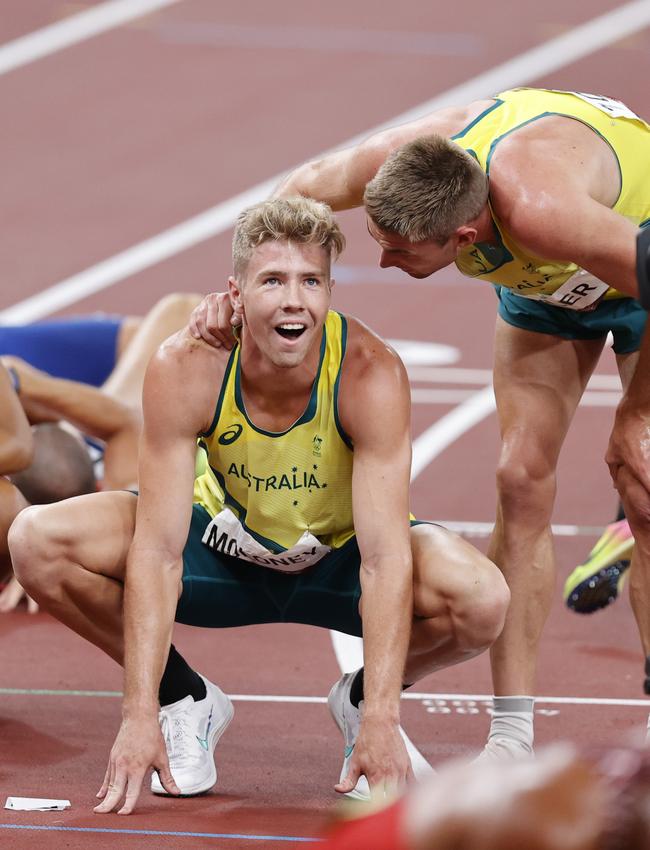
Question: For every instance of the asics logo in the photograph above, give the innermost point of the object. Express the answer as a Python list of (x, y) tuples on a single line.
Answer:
[(230, 435), (204, 741)]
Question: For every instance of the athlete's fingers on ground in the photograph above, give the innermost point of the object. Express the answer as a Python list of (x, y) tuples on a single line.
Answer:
[(108, 778), (166, 779), (348, 783), (114, 794), (133, 788)]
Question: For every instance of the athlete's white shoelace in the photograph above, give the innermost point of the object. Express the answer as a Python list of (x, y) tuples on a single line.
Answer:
[(177, 731)]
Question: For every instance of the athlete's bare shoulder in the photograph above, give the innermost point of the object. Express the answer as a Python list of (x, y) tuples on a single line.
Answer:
[(374, 383), (186, 352), (444, 122), (554, 153), (369, 359), (184, 378)]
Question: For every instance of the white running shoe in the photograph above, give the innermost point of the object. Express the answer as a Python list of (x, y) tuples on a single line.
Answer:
[(502, 748), (191, 731), (348, 719)]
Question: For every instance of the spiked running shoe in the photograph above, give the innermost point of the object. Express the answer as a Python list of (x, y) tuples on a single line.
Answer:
[(191, 731), (598, 582), (348, 719)]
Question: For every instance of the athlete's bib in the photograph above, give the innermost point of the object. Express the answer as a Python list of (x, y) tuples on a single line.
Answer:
[(582, 291), (225, 534)]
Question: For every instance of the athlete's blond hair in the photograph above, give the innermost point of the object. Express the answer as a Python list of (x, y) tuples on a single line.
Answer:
[(293, 219), (426, 189)]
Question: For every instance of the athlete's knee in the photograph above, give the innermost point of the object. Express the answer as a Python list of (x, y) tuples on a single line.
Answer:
[(480, 609), (525, 480), (37, 545)]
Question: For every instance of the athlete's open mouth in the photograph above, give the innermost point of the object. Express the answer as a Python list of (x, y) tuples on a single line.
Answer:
[(291, 330)]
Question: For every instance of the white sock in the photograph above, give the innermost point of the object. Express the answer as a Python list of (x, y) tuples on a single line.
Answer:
[(512, 718)]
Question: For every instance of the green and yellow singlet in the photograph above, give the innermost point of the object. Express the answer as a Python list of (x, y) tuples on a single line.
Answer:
[(509, 264), (282, 500)]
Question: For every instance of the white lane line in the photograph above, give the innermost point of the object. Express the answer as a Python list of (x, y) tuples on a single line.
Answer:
[(525, 68), (484, 529), (316, 700), (440, 396), (135, 259), (454, 375), (28, 48), (450, 427), (604, 701)]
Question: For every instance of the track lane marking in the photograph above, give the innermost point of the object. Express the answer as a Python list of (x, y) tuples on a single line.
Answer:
[(160, 833), (50, 39), (290, 699), (525, 68)]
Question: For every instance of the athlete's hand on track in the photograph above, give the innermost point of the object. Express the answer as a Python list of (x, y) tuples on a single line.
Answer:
[(139, 746), (213, 320), (379, 755), (11, 596)]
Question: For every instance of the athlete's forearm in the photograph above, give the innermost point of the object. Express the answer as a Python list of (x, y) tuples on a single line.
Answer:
[(387, 602), (16, 444), (150, 598)]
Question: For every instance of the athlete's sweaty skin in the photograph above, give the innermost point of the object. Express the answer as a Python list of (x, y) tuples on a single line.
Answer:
[(416, 616), (552, 185)]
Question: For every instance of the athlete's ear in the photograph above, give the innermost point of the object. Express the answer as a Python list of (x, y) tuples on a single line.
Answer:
[(235, 293), (465, 235)]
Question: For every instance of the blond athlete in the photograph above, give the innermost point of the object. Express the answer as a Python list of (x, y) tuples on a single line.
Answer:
[(540, 193), (305, 425)]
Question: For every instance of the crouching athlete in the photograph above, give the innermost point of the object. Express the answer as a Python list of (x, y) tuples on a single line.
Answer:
[(301, 515)]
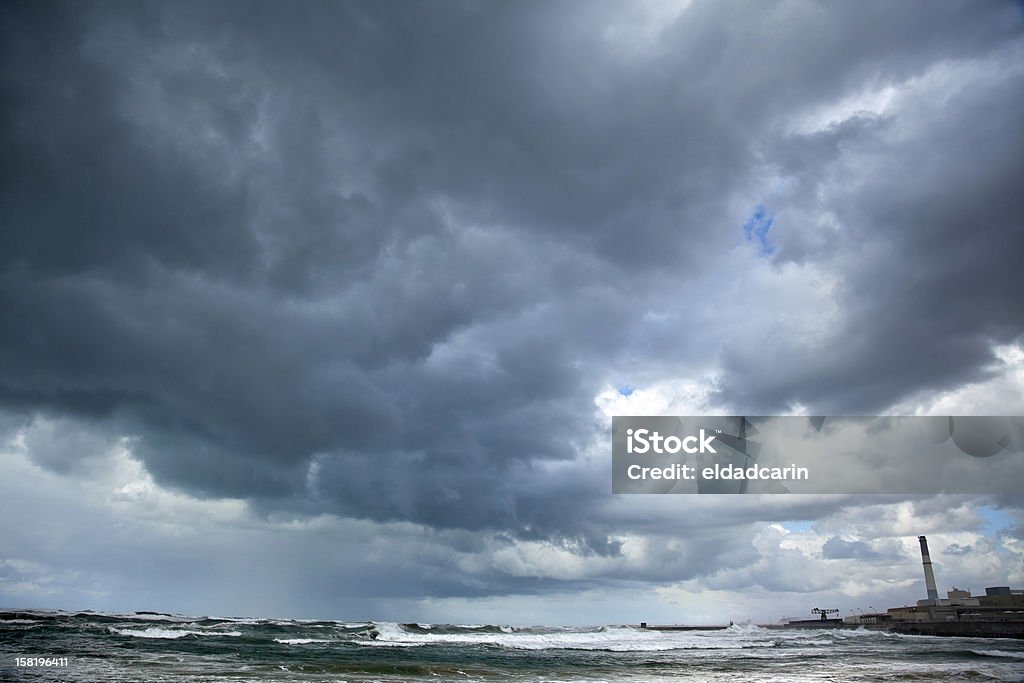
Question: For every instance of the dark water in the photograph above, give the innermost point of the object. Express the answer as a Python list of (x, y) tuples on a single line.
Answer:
[(152, 647)]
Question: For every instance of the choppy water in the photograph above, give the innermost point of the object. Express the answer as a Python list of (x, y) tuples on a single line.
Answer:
[(154, 647)]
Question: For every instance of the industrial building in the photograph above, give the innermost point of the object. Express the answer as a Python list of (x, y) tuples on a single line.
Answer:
[(997, 613)]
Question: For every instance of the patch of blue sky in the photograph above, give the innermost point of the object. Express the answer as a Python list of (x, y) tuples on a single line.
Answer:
[(756, 230)]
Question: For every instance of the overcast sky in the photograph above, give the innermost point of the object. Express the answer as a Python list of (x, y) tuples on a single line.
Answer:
[(323, 309)]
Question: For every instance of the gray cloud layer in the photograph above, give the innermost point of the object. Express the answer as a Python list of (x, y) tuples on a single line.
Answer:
[(378, 260)]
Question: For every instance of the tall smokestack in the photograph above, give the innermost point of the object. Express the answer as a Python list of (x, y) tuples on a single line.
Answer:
[(926, 559)]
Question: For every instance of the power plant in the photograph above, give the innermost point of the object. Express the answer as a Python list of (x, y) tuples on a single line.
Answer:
[(997, 613)]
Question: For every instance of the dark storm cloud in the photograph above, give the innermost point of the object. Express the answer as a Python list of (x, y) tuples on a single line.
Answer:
[(378, 260)]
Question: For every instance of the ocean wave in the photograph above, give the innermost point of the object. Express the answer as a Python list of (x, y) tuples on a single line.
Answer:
[(615, 639), (999, 653), (170, 634)]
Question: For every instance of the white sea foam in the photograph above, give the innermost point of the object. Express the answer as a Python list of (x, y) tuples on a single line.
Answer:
[(606, 638), (170, 633), (999, 653)]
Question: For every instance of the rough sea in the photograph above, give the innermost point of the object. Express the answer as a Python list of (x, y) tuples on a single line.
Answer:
[(95, 647)]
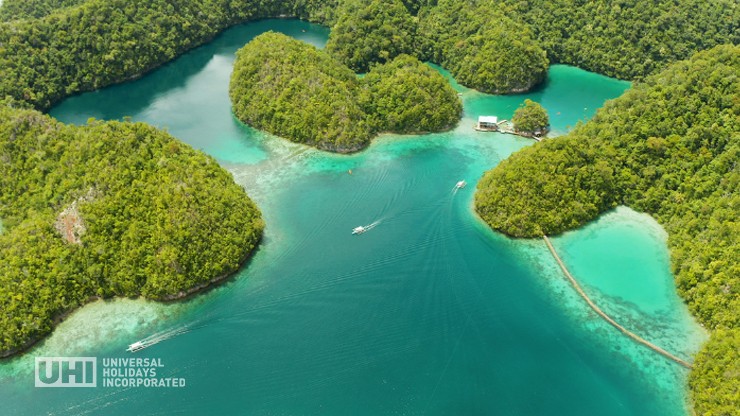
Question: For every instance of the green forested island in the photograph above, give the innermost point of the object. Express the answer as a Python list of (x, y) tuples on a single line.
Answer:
[(54, 48), (294, 90), (109, 209), (531, 118), (669, 147), (482, 47), (372, 32)]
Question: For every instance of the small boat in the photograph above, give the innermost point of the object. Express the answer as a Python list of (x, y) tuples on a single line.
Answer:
[(136, 346)]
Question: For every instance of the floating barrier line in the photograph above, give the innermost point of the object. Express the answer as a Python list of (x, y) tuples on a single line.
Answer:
[(606, 317)]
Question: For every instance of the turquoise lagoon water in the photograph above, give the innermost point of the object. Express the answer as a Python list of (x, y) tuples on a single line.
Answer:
[(429, 313)]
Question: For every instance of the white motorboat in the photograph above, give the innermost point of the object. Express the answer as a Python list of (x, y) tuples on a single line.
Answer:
[(136, 346)]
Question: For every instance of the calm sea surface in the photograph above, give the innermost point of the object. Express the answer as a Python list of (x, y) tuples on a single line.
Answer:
[(429, 313)]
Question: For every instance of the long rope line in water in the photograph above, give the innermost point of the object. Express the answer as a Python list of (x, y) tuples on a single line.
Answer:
[(606, 317)]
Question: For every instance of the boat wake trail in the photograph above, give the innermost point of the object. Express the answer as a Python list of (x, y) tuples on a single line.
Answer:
[(158, 337), (365, 228)]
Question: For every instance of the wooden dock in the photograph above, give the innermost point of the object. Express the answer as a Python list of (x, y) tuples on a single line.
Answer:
[(606, 317)]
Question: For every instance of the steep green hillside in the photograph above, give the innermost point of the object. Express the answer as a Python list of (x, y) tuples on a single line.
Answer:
[(292, 89), (296, 91), (108, 209), (670, 147)]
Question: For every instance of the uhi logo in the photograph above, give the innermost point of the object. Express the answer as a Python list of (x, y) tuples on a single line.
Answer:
[(66, 372)]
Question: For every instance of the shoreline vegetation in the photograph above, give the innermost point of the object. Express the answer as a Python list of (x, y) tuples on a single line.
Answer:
[(294, 90), (109, 209), (51, 49), (668, 147)]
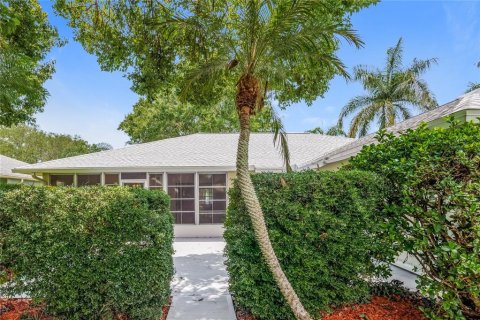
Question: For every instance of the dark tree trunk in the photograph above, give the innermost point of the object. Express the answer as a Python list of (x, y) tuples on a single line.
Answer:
[(247, 94)]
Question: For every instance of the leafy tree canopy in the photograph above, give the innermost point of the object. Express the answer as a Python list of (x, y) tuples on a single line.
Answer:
[(29, 144), (206, 46), (473, 85), (265, 49), (166, 117), (26, 37)]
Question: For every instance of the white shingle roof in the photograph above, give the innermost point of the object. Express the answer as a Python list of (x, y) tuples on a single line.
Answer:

+ + + + +

* ASSIGNED TASK: Across the entries above, find each line with the word "dark" and please copy it out.

* EXERCISE OUTPUT:
Question: For every instance of the dark water in the photograph above, give the innermost point of the object. Express the answer as a Python list of (x, y) tuples on a single line.
Question: For every instance of the dark storm cloud in the photograph above, give the innermost point of the object. Express the answer as a Python list of (x, y) tuples on a single line.
Question: For every instance of the dark tree trunk in the photograph above, give the innermost point of the object. Express the answer as a Python list of (x, y) tuples on a single line.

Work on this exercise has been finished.